SHORT EXERCISE:
Can you output the records below exactly as they are written?

ITEMS:
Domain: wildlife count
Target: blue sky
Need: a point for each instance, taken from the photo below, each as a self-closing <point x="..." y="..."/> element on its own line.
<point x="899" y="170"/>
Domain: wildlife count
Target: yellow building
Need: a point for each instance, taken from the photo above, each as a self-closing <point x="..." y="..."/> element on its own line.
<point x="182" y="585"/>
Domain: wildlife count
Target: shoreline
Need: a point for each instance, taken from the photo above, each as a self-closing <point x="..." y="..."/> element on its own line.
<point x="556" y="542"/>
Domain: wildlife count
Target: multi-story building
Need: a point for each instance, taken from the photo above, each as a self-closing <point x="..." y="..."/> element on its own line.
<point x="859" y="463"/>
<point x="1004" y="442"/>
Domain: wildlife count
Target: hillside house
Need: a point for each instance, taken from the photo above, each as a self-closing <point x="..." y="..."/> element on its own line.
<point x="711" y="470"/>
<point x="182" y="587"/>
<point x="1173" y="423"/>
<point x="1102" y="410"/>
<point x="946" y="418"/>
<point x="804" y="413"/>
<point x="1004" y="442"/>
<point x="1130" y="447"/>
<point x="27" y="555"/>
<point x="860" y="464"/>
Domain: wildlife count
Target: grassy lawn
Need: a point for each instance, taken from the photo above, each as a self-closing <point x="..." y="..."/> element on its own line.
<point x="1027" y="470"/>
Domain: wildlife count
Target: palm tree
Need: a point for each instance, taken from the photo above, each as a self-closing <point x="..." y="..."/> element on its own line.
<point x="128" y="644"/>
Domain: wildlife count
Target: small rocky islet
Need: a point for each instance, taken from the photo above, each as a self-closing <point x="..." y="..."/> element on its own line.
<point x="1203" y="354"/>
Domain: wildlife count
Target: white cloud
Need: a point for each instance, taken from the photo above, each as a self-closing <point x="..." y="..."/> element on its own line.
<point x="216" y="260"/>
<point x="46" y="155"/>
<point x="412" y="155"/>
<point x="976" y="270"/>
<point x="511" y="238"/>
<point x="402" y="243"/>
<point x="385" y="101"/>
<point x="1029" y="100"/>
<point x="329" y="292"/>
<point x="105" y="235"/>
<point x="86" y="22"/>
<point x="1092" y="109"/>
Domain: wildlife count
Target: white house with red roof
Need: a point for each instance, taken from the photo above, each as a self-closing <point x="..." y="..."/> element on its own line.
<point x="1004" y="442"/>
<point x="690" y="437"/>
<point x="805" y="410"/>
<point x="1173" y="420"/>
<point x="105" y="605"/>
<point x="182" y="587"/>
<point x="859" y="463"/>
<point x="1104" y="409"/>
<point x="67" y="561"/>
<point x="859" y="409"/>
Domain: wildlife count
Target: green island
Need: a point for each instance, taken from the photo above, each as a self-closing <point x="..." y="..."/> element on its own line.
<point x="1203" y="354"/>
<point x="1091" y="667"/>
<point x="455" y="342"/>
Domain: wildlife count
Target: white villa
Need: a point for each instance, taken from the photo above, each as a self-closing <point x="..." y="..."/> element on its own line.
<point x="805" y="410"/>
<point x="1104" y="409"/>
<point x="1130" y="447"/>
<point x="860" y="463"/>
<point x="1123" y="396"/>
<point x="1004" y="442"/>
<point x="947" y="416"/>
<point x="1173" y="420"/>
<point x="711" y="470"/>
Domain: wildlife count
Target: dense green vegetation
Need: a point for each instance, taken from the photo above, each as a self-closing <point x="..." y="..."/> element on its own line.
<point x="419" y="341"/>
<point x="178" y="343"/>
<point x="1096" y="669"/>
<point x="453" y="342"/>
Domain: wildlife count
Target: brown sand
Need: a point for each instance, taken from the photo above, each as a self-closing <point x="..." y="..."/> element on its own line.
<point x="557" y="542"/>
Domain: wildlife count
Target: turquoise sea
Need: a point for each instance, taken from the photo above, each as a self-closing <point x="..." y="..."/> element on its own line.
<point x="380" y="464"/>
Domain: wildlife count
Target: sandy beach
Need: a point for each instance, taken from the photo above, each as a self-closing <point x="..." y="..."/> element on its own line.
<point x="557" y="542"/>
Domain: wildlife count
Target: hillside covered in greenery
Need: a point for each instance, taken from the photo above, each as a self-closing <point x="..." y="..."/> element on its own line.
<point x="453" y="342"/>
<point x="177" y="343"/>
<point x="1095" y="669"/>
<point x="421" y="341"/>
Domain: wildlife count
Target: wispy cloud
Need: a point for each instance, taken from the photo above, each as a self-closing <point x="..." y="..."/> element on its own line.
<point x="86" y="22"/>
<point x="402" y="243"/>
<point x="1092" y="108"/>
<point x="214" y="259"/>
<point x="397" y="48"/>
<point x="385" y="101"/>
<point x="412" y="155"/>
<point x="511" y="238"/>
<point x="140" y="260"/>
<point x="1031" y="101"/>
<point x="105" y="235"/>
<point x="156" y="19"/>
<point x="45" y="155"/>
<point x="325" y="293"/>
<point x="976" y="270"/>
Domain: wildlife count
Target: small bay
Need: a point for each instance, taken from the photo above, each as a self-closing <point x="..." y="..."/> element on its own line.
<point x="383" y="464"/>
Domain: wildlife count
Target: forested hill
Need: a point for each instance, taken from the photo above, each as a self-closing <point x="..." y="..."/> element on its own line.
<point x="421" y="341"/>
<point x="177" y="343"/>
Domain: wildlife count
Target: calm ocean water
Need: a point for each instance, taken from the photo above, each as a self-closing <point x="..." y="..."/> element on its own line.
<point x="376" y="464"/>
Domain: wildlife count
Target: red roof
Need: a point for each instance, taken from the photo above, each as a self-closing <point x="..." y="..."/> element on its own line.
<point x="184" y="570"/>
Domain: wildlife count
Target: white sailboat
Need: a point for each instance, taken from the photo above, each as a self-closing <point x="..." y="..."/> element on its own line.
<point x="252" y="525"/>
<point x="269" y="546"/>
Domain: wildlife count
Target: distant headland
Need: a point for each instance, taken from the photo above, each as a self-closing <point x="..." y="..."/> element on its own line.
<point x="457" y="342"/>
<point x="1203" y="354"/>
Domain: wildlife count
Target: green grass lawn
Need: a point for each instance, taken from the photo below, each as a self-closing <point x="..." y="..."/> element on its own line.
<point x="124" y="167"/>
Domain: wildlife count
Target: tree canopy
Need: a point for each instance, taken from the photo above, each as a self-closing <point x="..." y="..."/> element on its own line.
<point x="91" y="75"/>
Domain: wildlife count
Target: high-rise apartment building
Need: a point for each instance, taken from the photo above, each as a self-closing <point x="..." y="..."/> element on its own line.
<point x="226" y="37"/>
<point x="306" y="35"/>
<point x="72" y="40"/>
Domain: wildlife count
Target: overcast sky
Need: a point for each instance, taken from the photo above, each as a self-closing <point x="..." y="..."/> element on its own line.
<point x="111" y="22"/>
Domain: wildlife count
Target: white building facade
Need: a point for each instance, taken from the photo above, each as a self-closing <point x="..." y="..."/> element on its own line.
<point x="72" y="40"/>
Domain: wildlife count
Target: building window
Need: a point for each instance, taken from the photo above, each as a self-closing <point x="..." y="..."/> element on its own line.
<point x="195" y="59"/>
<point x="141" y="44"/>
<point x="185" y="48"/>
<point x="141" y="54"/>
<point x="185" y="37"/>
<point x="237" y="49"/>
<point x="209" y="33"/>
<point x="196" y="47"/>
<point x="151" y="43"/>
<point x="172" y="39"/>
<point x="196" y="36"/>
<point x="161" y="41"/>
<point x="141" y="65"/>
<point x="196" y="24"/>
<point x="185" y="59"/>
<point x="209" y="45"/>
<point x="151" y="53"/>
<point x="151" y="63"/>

TASK RESULT:
Domain: wildlife count
Target: blue sky
Need: a point for each instance, taken from the photo below, each as a self-closing <point x="..." y="..."/> element on its own line.
<point x="899" y="170"/>
Domain: wildlife count
Target: yellow building
Need: a point for each instance, taken from the photo above, each as a self-closing <point x="..." y="..."/> element on its own line.
<point x="182" y="585"/>
Domain: wildlife count
Target: shoreline
Need: a point for each instance, taken from the photo above, each as a self-closing <point x="..." y="..."/> element on its own line.
<point x="556" y="542"/>
Domain: wildlife count
Target: multi-story building
Need: a point for each instance, taken from the photo above, each as a self-closing <point x="..." y="..."/> element on its own line.
<point x="859" y="463"/>
<point x="1004" y="442"/>
Domain: wildlife count
Target: hillside house
Need: a point for each instance, taken from the photo above, each as a self-closing <point x="..." y="..."/> element on its own line.
<point x="711" y="470"/>
<point x="182" y="587"/>
<point x="1173" y="423"/>
<point x="1102" y="410"/>
<point x="946" y="418"/>
<point x="804" y="413"/>
<point x="1004" y="442"/>
<point x="1130" y="447"/>
<point x="27" y="555"/>
<point x="860" y="464"/>
Domain: wildlife count
Target: grassy lawn
Need: a point for each instance, taken from the photo above, each as a self-closing <point x="..." y="..."/> element on its own line.
<point x="1027" y="470"/>
Domain: wildlife count
Target: palm tree
Need: a point for each instance, taken from the photo above, each as a self-closing <point x="..." y="..."/> element on its own line.
<point x="128" y="644"/>
Domain: wildlife count
Target: small rocky islet
Need: a point for each instance, taken from the photo above, each as a self-closing <point x="..." y="..."/> element on its own line.
<point x="1203" y="354"/>
Domain: wildlife count
Target: white cloud
Need: a point for each instance, taken from the photo above, each as a self-closing <point x="..." y="..."/> element on its own line.
<point x="216" y="260"/>
<point x="46" y="155"/>
<point x="412" y="155"/>
<point x="976" y="270"/>
<point x="511" y="238"/>
<point x="402" y="243"/>
<point x="385" y="101"/>
<point x="1029" y="100"/>
<point x="329" y="292"/>
<point x="105" y="235"/>
<point x="86" y="22"/>
<point x="1092" y="109"/>
Domain: wildlife count
Target: white house with red roof
Need: a point for each instance, taken from the photo above, each as a self-closing <point x="..." y="..."/> element on its own line.
<point x="1004" y="442"/>
<point x="690" y="437"/>
<point x="805" y="410"/>
<point x="1173" y="420"/>
<point x="105" y="605"/>
<point x="182" y="587"/>
<point x="859" y="463"/>
<point x="1104" y="409"/>
<point x="67" y="561"/>
<point x="859" y="409"/>
Domain: wildlife count
Target: green island
Need: a point for each instance, taken from the photo above, each as a self-closing <point x="..." y="..."/> element on its own line.
<point x="1203" y="354"/>
<point x="1091" y="667"/>
<point x="455" y="342"/>
Domain: wildlife count
Target: white villa
Need: a point for each instance, taken from the photo above, each as a self-closing <point x="..." y="..."/> element on its own line.
<point x="805" y="410"/>
<point x="1104" y="409"/>
<point x="1130" y="447"/>
<point x="860" y="463"/>
<point x="1123" y="396"/>
<point x="1004" y="442"/>
<point x="947" y="416"/>
<point x="1173" y="420"/>
<point x="711" y="470"/>
Domain: wildlife count
Target: dense green vegetation
Need: a point for each instance, taken from the photo above, each as a self-closing <point x="..." y="..."/> element on its own line.
<point x="419" y="341"/>
<point x="178" y="343"/>
<point x="1096" y="669"/>
<point x="453" y="342"/>
Domain: wildlife count
Target: brown sand
Need: a point for each instance, taken from the photo above, each as a self-closing <point x="..." y="..."/> element on its own line.
<point x="557" y="542"/>
Domain: wildlife count
Target: turquoise sea
Need: a point for each instance, taken from the photo above, each as a self-closing <point x="..." y="..."/> element on its own line.
<point x="380" y="464"/>
Domain: wildlife count
Target: sandy beach
Need: a point for each instance, taken from the photo above, each as a self-closing <point x="..." y="..."/> element on its own line.
<point x="557" y="542"/>
Domain: wildlife count
Target: hillside covered in greenery
Need: a point for each instance, taken from the photo above, each as a self-closing <point x="..." y="..."/> element on its own line.
<point x="453" y="342"/>
<point x="177" y="343"/>
<point x="1095" y="669"/>
<point x="421" y="341"/>
Domain: wildlife count
Target: wispy cloud
Need: a point for each instance, taken from the photo above, each as a self-closing <point x="..." y="..."/> element on its own line.
<point x="86" y="22"/>
<point x="402" y="243"/>
<point x="1092" y="108"/>
<point x="214" y="259"/>
<point x="397" y="48"/>
<point x="385" y="101"/>
<point x="412" y="155"/>
<point x="511" y="238"/>
<point x="140" y="260"/>
<point x="1031" y="101"/>
<point x="105" y="235"/>
<point x="156" y="19"/>
<point x="45" y="155"/>
<point x="325" y="293"/>
<point x="976" y="270"/>
Domain: wildlife count
Target: small bay
Need: a point for each instance, taken from the photo above, each as a self-closing <point x="..." y="..."/> element on its own line.
<point x="383" y="464"/>
Domain: wildlife count
Target: forested hill
Need: a point for each instance, taken from the photo above, each as a self-closing <point x="..." y="..."/> element on its own line.
<point x="421" y="341"/>
<point x="177" y="343"/>
Domain: wildlife count
Target: calm ocean water
Need: a point for each instance, taken from the photo above, each as a self-closing <point x="..." y="..."/> element on its own line.
<point x="376" y="464"/>
Domain: wildlife count
Target: red roof
Need: a point for each instance, taken from the photo above, each as a self-closing <point x="..." y="..."/> element on its own line.
<point x="184" y="570"/>
Domain: wildlife count
Target: white sailboat
Need: a point for each instance, taken from the photo above, each as a self-closing <point x="..." y="..."/> element on its own line.
<point x="252" y="525"/>
<point x="269" y="546"/>
Domain: wildlife count
Target: distant headland
Need: a point for each instance, taken from the photo above, each as a self-closing <point x="..." y="..."/> element on its own line.
<point x="457" y="342"/>
<point x="1203" y="354"/>
Domain: wildlife count
Target: green grass lawn
Need: a point for each instance, taken from the photo below, each as a self-closing <point x="..." y="..."/> element on its own line.
<point x="124" y="167"/>
Domain: wildlife count
Target: tree canopy
Need: a point for each instance, taken from the photo above, each as a self-closing <point x="..." y="..."/> element on its own line.
<point x="91" y="75"/>
Domain: wildlife count
Target: high-rise apartment building
Need: a point for each instance, taken from the photo above, each as a self-closing <point x="..." y="..."/> element on its own line.
<point x="226" y="37"/>
<point x="306" y="35"/>
<point x="72" y="40"/>
Domain: wildlife count
Target: overcast sky
Need: a point for each instance, taken from the photo above, each as a self-closing <point x="..." y="..."/> element on its own line.
<point x="111" y="22"/>
Domain: wildlife count
Target: white building facade
Need: a point for each instance, taken from the photo above, each as a self-closing <point x="..." y="..."/> element on its own line.
<point x="72" y="40"/>
Domain: wildlife count
Target: building window
Need: a point for each instance, taken from the photo above, each as a self-closing <point x="..." y="..."/> element on its own line.
<point x="195" y="59"/>
<point x="141" y="44"/>
<point x="185" y="48"/>
<point x="141" y="54"/>
<point x="185" y="37"/>
<point x="237" y="49"/>
<point x="209" y="33"/>
<point x="196" y="47"/>
<point x="151" y="43"/>
<point x="172" y="39"/>
<point x="196" y="36"/>
<point x="161" y="41"/>
<point x="141" y="65"/>
<point x="196" y="24"/>
<point x="185" y="59"/>
<point x="209" y="45"/>
<point x="151" y="53"/>
<point x="151" y="63"/>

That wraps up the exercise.